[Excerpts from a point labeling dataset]
-------
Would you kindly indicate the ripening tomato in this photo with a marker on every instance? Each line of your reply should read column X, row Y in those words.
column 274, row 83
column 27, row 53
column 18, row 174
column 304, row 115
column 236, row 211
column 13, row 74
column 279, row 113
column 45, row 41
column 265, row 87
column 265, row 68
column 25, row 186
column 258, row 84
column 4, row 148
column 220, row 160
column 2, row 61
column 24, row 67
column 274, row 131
-------
#### What this task involves
Reproduce every line of the records above verbatim.

#### Output for this task
Would you kindly indicate the ripening tomato in this photo with a marker on every instance? Each line of your reply should read column X, row Y in those words.
column 274, row 83
column 27, row 53
column 18, row 174
column 304, row 115
column 236, row 211
column 13, row 74
column 279, row 113
column 45, row 41
column 265, row 87
column 265, row 68
column 25, row 186
column 258, row 84
column 4, row 148
column 220, row 160
column 2, row 61
column 24, row 67
column 274, row 131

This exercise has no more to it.